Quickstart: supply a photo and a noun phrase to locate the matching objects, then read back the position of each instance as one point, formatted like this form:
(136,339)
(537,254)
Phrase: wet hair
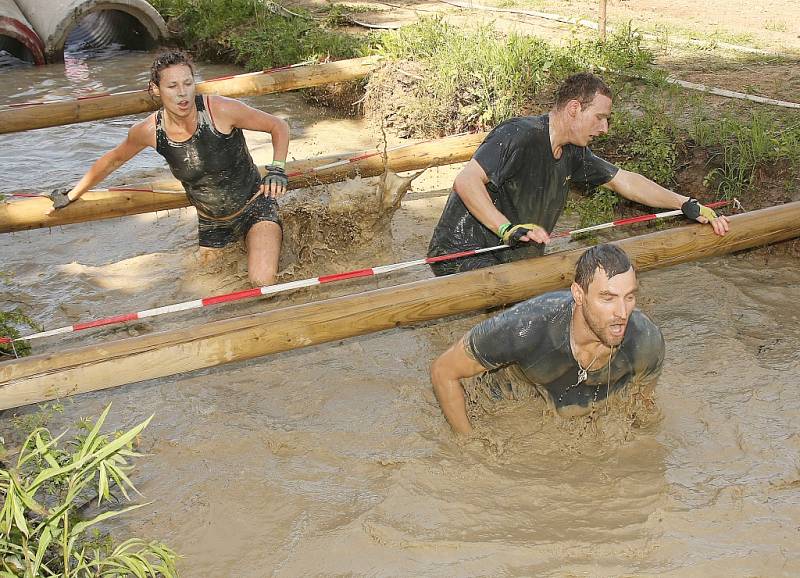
(581,87)
(610,258)
(165,60)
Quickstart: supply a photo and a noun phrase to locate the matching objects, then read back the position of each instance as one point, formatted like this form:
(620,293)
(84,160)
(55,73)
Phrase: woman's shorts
(217,234)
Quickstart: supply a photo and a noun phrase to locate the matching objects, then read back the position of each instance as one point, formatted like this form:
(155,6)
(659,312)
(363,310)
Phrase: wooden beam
(33,213)
(69,372)
(61,112)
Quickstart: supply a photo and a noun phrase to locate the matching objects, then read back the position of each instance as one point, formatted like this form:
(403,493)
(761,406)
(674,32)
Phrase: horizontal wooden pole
(21,215)
(69,372)
(61,112)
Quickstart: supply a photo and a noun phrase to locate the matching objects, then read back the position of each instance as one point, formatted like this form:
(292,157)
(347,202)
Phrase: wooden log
(95,107)
(69,372)
(33,213)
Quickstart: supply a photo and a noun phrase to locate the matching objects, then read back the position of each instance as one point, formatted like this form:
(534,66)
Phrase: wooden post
(33,213)
(602,20)
(69,372)
(61,112)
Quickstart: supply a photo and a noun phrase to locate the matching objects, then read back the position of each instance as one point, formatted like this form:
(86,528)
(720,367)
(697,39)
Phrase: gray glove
(60,198)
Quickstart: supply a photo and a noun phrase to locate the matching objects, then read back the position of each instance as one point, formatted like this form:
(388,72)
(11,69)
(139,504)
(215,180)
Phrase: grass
(464,80)
(51,480)
(477,79)
(258,34)
(742,146)
(10,324)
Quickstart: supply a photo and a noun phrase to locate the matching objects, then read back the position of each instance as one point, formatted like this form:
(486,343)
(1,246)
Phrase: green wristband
(502,229)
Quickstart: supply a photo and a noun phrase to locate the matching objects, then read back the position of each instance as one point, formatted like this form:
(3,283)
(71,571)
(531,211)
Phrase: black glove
(512,234)
(60,198)
(275,175)
(693,209)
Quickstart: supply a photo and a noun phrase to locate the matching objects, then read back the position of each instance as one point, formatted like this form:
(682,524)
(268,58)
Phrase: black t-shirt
(526,183)
(534,335)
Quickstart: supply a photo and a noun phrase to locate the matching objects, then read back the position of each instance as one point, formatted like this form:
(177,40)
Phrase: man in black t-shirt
(576,348)
(515,187)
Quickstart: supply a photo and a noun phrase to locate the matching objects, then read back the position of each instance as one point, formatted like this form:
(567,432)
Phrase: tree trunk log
(69,372)
(82,109)
(32,213)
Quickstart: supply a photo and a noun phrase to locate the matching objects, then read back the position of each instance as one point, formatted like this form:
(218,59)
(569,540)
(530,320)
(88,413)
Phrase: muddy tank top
(526,183)
(216,169)
(534,337)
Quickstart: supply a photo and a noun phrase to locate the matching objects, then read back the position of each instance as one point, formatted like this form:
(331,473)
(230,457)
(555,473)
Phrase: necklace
(583,373)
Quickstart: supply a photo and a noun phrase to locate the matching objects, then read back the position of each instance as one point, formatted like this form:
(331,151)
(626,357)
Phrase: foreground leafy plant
(41,533)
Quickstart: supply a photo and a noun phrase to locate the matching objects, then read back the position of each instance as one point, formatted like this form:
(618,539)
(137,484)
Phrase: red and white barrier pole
(291,285)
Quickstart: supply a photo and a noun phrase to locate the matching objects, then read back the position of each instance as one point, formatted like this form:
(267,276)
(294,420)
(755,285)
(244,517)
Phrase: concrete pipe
(17,36)
(132,23)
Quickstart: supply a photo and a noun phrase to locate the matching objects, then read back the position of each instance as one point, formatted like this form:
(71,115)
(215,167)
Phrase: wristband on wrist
(501,230)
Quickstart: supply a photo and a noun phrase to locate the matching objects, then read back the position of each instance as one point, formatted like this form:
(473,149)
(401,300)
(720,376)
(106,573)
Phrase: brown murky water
(334,460)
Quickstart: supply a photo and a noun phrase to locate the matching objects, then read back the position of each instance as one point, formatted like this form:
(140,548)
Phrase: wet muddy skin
(335,460)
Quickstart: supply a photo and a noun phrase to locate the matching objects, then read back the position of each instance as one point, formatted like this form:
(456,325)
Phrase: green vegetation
(476,79)
(10,322)
(595,208)
(441,79)
(256,33)
(741,146)
(41,531)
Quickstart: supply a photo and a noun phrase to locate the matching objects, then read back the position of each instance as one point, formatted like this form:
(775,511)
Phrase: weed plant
(10,322)
(741,146)
(41,532)
(477,79)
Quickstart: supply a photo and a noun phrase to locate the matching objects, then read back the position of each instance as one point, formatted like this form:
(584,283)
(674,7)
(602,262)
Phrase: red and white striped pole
(291,285)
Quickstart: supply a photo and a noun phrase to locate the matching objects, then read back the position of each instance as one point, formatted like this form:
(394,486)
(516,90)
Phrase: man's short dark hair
(581,87)
(610,258)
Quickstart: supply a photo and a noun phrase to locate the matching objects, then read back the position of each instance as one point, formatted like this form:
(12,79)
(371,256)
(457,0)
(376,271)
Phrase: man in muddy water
(200,137)
(515,187)
(575,348)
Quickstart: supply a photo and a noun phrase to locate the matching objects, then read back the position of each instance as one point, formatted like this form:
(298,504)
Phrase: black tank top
(216,169)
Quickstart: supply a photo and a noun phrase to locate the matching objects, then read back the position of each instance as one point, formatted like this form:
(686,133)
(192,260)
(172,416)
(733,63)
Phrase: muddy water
(335,460)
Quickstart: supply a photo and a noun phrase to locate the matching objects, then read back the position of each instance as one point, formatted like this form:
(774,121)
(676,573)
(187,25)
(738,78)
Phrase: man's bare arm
(446,372)
(470,186)
(642,190)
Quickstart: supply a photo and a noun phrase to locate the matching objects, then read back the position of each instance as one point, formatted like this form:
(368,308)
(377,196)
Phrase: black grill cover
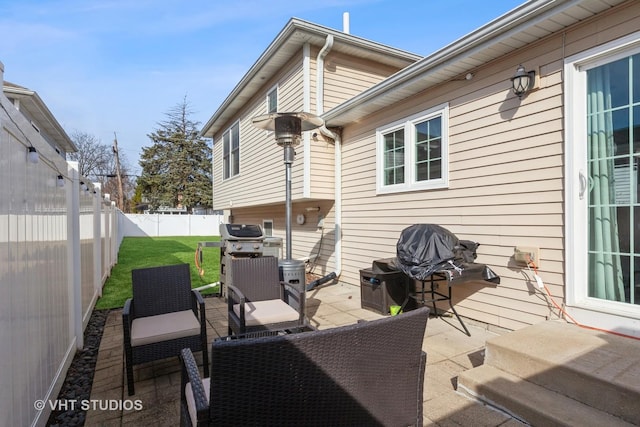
(425,248)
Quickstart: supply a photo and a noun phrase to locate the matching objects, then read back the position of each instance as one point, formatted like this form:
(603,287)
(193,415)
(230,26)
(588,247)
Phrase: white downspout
(328,44)
(337,154)
(306,106)
(337,196)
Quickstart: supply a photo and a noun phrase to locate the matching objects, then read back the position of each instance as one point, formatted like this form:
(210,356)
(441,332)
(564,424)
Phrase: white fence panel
(157,225)
(50,268)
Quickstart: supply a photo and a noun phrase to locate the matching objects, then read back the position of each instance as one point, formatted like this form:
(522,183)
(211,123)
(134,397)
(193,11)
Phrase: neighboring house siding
(506,178)
(346,77)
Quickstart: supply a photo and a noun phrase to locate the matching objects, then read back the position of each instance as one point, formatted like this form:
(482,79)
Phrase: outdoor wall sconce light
(523,81)
(32,155)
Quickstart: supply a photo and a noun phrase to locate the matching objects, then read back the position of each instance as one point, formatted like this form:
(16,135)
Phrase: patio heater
(288,128)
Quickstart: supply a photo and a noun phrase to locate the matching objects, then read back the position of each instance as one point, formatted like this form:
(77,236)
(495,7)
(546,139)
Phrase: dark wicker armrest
(197,304)
(128,314)
(235,296)
(191,375)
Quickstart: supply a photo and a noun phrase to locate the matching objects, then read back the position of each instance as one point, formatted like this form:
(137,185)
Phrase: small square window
(412,153)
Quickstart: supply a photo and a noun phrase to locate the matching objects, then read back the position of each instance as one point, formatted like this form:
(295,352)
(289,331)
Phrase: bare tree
(97,162)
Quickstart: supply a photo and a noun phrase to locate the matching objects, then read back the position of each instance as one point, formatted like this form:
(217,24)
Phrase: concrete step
(529,402)
(599,370)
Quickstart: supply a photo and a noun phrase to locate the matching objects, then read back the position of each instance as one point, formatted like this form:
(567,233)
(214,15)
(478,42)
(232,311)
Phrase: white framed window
(272,100)
(231,151)
(412,154)
(267,227)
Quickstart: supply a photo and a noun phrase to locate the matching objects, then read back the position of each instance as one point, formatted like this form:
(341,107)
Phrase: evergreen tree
(176,168)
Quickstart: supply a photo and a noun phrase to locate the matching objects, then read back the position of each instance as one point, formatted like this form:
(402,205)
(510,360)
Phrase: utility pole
(118,174)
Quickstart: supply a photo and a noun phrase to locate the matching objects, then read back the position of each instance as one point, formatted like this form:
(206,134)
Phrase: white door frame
(609,315)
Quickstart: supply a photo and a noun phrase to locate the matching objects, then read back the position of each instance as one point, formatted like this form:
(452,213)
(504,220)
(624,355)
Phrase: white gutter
(504,27)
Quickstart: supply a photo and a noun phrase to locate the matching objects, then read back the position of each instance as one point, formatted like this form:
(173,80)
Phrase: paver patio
(157,398)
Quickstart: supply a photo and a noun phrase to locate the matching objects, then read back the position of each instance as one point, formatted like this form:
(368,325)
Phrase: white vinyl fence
(156,225)
(58,243)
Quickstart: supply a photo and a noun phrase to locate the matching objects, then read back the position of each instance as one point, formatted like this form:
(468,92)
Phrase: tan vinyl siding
(506,177)
(261,178)
(346,77)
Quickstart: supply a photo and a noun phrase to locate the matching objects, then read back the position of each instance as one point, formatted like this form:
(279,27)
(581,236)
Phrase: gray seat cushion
(164,327)
(267,312)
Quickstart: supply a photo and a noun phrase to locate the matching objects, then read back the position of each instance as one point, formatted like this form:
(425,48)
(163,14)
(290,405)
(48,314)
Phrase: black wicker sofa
(366,374)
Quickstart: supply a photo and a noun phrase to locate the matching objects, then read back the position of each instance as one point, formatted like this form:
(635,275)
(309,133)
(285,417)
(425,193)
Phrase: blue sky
(120,65)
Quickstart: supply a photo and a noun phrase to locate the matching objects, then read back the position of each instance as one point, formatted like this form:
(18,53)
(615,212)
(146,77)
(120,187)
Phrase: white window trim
(228,130)
(264,221)
(609,315)
(408,124)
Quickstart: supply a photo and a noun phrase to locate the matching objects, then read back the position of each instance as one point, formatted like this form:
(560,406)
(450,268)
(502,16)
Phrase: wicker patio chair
(164,316)
(365,374)
(256,297)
────────────────────────────────────────
▶ **CONSIGNE**
Relevez, en les recopiant, toutes les lignes ci-dessus qui contiennent le mot « muddy ». La casse doit être respectée.

▶ **SOLUTION DU PROBLÈME**
Phrase: muddy tank top
Phrase: wet muddy skin
Phrase: man in muddy water
Phrase: muddy water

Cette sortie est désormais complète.